▶ _Records supplied_
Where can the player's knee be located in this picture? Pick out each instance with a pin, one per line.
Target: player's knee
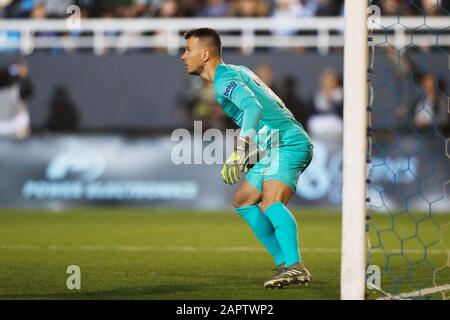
(266, 204)
(240, 201)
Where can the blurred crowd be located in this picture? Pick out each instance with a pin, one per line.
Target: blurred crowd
(423, 110)
(39, 9)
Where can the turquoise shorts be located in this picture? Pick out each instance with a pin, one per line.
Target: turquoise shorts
(284, 163)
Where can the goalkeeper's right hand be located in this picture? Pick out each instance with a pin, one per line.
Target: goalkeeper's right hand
(241, 160)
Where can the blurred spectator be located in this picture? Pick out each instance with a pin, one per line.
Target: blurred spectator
(429, 110)
(328, 7)
(213, 8)
(290, 9)
(15, 87)
(63, 115)
(295, 103)
(249, 8)
(169, 9)
(16, 8)
(51, 8)
(328, 105)
(265, 73)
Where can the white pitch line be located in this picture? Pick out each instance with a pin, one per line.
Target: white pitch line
(191, 249)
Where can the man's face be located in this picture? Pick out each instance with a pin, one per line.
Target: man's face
(193, 56)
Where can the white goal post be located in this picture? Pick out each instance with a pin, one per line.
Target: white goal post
(353, 256)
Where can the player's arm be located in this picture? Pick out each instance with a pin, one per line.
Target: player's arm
(245, 153)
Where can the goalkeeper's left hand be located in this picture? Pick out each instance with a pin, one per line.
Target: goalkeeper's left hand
(239, 161)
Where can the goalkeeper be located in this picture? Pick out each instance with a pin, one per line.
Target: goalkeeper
(265, 122)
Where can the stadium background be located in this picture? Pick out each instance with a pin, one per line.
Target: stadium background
(101, 119)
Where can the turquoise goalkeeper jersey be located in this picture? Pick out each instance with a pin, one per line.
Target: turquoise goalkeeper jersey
(252, 105)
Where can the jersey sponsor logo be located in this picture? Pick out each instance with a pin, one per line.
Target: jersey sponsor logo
(229, 89)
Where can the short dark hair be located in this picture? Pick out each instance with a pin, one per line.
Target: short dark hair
(207, 33)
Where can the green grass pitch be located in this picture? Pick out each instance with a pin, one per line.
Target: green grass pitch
(153, 254)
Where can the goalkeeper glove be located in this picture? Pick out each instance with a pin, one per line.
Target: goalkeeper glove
(241, 160)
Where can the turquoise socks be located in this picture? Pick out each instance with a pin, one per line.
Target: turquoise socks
(263, 230)
(286, 231)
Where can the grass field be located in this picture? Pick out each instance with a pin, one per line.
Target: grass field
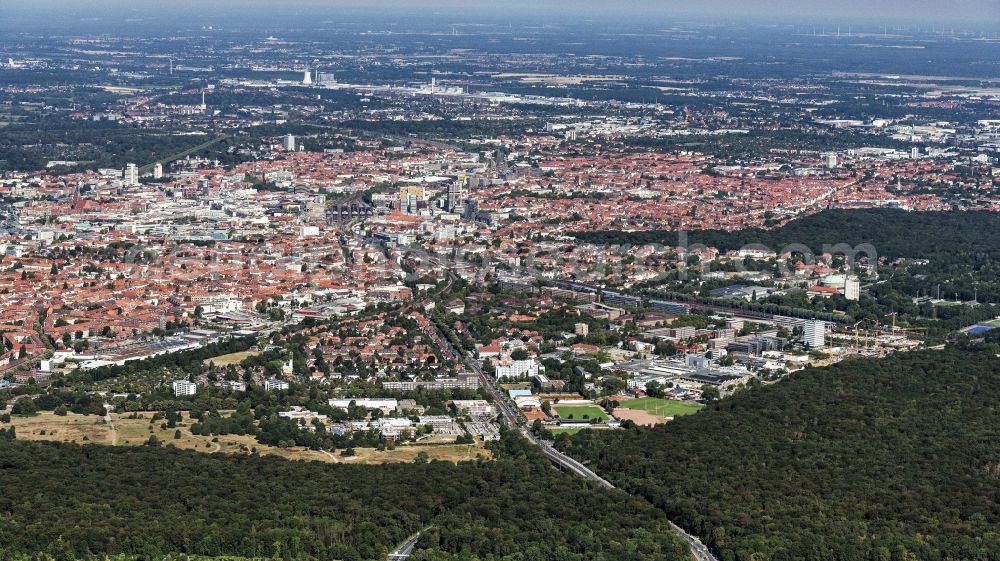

▶ _Goal_
Copy out all of the material above word for word, line by line, but leave out the pictures.

▶ _Reply_
Where can the player's knee be located in this picture? Pick out each instance with a pin, one per line.
Target: player's knee
(266, 204)
(240, 201)
Where can the blurred crowd be located in this picture? Pick out each instance with a pin, one per line.
Target: blurred crowd
(423, 110)
(39, 9)
Where can the turquoise shorts be located in this picture? Pick out each instance with a pin, one per line.
Target: turquoise shorts
(284, 163)
Where can the goalkeeper's right hand be located in this picture? Pick out each instance with a pin, one per line.
Target: goalkeeper's right hand
(241, 160)
Where can the blurred spectator be located in this picture? Pick out each instance with a pin, one per line.
Target: blurred spectator
(429, 110)
(328, 7)
(213, 8)
(290, 9)
(15, 87)
(63, 115)
(295, 103)
(249, 8)
(169, 9)
(16, 8)
(51, 8)
(328, 105)
(265, 73)
Where can the white pitch line be located in this picture? Pick out each instance with a pin, one per line.
Target: white pitch line
(191, 249)
Where can the man's face be located in this picture? Pick out each instance with a pin, one per line.
Target: man's face
(193, 56)
Where can the white goal post be located in this picture? Pick out each instance with a pin, one per line.
Target: white goal post
(353, 256)
Where can the player's arm be located in this picture? Pick out each instance with a pin, one per line.
Target: player's arm
(245, 153)
Where can the goalkeeper's left hand be located in this picture? Pick out each instance with a pin, one per line.
Target: goalkeeper's left hand
(239, 161)
Where can the goalkeeper be located in this picture? Pick out each instance with a pin, one per line.
Target: goalkeeper
(265, 122)
Where can the stadium background be located in this picture? Pick out each instance with a pin, one per line.
Target: stadium background
(101, 119)
Where can the turquoise goalkeeper jersey be located in this picture? Pick out each instance with a pin, one per line.
Target: turquoise goalkeeper jersey
(252, 105)
Where can the jersey sponsor logo be located in this picture? Pick out each instance with a pin, one per line.
Target: jersey sponsor logo
(229, 89)
Where can the short dark hair be located in this picture? Pick out each instance with a pin, one per line.
Target: short dark hair
(207, 33)
Where can the green grass pitch be located in this picture? Pick out each instance with a pin, one per line.
Target: green grass pitch
(153, 254)
Where can the goalkeeper glove be located in this picture? Pick out each instance with a pin, one per line.
Target: goalkeeper glove
(241, 160)
Where can the turquoise socks be located in this picture? Pick out each instance with a pin, one per line.
Target: turquoise socks
(263, 230)
(286, 231)
Where can the grass field be located in this picture? Pick out each instance with a pin, one per line.
Target: grass field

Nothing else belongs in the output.